- [GIVEN DATA]:
════

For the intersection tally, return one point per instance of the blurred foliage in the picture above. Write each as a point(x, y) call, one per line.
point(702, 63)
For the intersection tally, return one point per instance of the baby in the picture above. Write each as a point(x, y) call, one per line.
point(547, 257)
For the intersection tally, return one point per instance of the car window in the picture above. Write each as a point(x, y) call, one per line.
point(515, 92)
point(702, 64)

════

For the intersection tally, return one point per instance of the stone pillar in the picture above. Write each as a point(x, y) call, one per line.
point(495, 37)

════

- [WHAT IS BEING ASKED]:
Please recast the entries as a Markdown table with the columns Row and Line, one numbered row per line. Start with the line that contains "of the blurred", go on through the line that contains "point(547, 257)", and leave out blank lines.

- [OUTPUT]:
| Row | Line |
|---|---|
| 1 | For the intersection tally, return one point per instance of the blurred foliage in the picture above. Write each as a point(x, y) call, one per line. |
| 2 | point(702, 63) |
| 3 | For the intersection tally, return one point per instance of the baby in the picture above. Write each as a point(x, y) call, one per line. |
| 4 | point(547, 257) |